WORK INSTRUCTION
Please print out every entry below, verbatim.

---------- DATA FOR ANALYSIS

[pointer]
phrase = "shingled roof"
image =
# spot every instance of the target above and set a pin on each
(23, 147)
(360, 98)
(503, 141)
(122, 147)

--------------------

REPLY
[pointer]
phrase = "shingled roof"
image =
# spot every instance of the target above and set a pin on each
(23, 147)
(360, 98)
(503, 141)
(122, 147)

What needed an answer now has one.